— What is expected —
Copy every line of the records below verbatim, with the same wording, numbers and line breaks.

— Extracted information —

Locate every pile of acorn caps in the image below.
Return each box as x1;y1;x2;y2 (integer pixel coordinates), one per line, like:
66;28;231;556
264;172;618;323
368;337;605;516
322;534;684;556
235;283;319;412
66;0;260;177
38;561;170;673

— Exercise response —
Locate every pile of acorn caps in the image below.
Return each box as x1;y1;x2;y2 (integer pixel coordinates), one per line, like:
66;28;231;556
264;172;618;323
368;337;605;516
322;534;684;556
235;283;319;412
66;0;260;177
38;561;170;673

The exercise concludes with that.